- _REQUEST_
Repeat word for word the lines of the material below, starting with the line that contains "Could you kindly segment every instance of the damaged" and going on through the last line of the material.

=== DATA SECTION ===

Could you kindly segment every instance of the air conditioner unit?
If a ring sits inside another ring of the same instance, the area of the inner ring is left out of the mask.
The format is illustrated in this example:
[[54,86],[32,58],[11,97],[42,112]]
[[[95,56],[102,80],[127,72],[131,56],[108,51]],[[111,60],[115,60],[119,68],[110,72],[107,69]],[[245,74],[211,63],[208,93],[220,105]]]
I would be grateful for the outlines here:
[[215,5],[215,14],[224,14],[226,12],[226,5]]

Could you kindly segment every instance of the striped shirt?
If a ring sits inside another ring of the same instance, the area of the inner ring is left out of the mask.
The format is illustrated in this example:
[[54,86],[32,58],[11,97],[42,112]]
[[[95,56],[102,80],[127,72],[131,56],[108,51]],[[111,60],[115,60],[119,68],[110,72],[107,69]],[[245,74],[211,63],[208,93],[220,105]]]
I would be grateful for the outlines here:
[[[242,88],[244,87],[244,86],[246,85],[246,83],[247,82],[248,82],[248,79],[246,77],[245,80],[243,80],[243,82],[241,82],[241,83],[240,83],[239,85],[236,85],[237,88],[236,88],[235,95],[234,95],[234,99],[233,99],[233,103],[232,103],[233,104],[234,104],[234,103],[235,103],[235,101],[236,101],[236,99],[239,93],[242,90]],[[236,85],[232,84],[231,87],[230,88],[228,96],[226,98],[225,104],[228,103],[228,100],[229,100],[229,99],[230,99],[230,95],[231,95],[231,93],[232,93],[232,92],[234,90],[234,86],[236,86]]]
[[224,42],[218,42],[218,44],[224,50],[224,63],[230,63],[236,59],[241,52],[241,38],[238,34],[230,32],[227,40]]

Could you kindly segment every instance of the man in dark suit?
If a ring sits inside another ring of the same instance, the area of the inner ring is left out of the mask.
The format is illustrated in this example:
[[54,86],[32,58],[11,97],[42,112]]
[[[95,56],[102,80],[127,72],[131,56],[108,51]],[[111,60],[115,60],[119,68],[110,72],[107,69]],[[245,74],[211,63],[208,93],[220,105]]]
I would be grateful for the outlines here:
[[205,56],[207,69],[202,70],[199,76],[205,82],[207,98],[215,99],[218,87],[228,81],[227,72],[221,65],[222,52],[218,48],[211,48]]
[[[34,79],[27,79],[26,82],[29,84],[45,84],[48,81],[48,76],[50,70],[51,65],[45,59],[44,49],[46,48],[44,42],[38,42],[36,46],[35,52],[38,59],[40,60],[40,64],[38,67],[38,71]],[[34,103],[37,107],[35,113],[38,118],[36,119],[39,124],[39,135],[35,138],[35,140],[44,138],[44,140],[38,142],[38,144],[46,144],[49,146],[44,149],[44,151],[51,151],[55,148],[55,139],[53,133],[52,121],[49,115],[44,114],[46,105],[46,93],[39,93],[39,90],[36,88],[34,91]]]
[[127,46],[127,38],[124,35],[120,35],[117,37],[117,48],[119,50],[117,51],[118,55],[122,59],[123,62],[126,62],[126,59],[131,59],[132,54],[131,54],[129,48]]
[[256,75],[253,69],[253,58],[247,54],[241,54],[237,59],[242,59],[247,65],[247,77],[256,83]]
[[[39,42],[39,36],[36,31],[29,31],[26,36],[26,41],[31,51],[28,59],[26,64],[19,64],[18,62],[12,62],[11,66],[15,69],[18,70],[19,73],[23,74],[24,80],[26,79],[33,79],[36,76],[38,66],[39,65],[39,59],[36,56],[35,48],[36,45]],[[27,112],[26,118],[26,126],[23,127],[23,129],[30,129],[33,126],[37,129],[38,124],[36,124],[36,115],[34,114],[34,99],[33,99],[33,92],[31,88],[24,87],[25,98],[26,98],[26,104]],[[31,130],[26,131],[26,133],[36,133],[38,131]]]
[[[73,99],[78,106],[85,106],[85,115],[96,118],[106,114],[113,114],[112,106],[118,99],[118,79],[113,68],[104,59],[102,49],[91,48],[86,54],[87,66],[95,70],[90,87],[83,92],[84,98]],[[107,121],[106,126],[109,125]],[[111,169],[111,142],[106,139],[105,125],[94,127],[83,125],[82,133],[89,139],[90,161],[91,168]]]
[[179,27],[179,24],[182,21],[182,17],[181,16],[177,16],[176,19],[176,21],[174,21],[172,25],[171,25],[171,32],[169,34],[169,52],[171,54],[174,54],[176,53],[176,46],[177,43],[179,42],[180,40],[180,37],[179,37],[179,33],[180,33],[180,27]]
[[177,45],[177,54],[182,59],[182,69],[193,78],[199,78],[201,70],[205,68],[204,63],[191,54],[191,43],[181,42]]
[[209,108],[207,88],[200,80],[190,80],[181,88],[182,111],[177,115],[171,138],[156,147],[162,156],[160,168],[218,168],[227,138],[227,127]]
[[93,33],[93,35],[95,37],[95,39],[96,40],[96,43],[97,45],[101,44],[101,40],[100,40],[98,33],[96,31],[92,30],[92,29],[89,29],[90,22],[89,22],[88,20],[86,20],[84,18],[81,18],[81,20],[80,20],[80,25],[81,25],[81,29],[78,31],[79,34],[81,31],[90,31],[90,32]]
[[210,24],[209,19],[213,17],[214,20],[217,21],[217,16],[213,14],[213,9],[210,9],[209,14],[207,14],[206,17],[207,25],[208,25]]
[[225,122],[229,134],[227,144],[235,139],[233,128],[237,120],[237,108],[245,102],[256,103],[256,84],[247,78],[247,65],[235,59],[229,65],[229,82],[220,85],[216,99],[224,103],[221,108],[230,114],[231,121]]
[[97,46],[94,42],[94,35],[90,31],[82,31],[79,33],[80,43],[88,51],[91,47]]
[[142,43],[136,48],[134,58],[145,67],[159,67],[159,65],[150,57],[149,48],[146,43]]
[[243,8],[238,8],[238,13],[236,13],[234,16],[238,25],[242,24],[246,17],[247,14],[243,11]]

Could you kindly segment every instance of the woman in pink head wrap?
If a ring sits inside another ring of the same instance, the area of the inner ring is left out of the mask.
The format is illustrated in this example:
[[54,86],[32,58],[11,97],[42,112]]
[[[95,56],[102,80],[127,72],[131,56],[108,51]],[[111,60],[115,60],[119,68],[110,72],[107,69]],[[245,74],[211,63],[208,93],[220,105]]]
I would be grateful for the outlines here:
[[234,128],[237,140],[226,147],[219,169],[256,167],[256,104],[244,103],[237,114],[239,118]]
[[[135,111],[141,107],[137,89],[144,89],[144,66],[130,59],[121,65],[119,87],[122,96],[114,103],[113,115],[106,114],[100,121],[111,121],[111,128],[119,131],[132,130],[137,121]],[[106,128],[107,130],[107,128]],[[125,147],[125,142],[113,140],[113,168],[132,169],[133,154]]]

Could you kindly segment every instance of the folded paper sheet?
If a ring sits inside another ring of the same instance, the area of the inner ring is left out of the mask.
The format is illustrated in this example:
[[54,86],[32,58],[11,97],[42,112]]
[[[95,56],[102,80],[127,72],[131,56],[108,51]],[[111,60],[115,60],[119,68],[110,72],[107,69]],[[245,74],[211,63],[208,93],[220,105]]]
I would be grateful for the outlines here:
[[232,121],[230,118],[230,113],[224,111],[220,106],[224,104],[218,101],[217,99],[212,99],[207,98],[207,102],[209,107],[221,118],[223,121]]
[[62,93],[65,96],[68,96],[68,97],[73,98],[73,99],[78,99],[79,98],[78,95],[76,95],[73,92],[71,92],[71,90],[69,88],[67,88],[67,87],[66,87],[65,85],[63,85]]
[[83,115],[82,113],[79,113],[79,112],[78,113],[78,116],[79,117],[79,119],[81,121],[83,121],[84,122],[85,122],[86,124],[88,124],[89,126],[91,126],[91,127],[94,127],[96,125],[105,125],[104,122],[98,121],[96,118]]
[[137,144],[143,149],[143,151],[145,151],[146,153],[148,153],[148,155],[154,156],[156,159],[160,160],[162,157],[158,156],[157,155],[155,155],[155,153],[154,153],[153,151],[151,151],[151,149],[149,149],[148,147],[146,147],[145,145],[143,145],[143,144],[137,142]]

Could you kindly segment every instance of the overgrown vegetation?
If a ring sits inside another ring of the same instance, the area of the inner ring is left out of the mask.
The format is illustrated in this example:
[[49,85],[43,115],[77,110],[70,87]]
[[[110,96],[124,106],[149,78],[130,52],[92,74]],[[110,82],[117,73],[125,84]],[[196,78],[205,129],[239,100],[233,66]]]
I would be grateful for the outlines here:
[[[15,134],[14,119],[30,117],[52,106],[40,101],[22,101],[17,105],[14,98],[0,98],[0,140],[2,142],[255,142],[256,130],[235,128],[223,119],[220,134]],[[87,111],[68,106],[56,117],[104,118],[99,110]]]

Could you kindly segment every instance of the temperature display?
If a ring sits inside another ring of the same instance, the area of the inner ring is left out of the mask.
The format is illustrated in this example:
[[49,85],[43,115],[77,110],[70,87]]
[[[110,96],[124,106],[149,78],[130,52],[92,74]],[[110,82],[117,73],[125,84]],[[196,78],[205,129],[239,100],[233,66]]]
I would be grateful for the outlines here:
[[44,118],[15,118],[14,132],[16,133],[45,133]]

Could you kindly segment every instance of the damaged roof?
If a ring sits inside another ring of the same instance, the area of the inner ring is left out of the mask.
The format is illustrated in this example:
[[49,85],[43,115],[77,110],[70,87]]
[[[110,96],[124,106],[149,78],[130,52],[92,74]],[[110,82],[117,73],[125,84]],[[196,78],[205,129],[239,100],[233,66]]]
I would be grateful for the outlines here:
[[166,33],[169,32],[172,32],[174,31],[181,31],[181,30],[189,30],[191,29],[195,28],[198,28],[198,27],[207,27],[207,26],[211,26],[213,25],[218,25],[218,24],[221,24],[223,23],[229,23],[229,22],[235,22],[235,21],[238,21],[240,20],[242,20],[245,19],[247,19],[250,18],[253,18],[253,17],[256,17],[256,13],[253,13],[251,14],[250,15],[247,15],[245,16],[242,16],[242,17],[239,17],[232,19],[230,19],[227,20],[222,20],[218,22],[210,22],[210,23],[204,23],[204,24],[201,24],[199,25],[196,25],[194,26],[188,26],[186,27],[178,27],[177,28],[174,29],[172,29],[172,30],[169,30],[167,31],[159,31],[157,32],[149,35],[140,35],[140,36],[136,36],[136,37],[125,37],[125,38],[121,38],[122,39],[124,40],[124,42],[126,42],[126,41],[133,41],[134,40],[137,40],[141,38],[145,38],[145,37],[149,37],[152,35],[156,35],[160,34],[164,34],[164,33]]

===

- _RESULT OF THIS EXERCISE_
Could you kindly segment every instance of the damaged roof?
If a ring sits inside another ring of the same instance, the area of the inner ring is left out of the mask.
The format is illustrated in this example:
[[49,85],[43,115],[77,110],[70,87]]
[[[110,96],[124,106],[149,78],[130,52],[92,74]],[[110,82],[117,73],[125,84]],[[196,78],[205,129],[239,100],[233,66]]]
I would be grateful for the outlines here:
[[166,33],[169,32],[172,32],[174,31],[181,31],[181,30],[189,30],[191,29],[195,28],[198,28],[198,27],[207,27],[207,26],[211,26],[213,25],[218,25],[218,24],[221,24],[223,23],[229,23],[229,22],[235,22],[235,21],[238,21],[240,20],[242,20],[245,19],[247,19],[250,18],[253,18],[253,17],[256,17],[256,13],[253,13],[251,14],[250,15],[247,15],[245,16],[242,16],[242,17],[239,17],[232,19],[230,19],[227,20],[222,20],[218,22],[210,22],[210,23],[204,23],[204,24],[201,24],[199,25],[196,25],[194,26],[188,26],[186,27],[178,27],[177,28],[174,29],[172,29],[172,30],[169,30],[167,31],[159,31],[157,32],[149,35],[140,35],[140,36],[136,36],[136,37],[125,37],[125,38],[121,38],[122,39],[124,40],[124,42],[126,42],[126,41],[133,41],[134,40],[137,40],[141,38],[145,38],[145,37],[149,37],[152,35],[156,35],[160,34],[164,34],[164,33]]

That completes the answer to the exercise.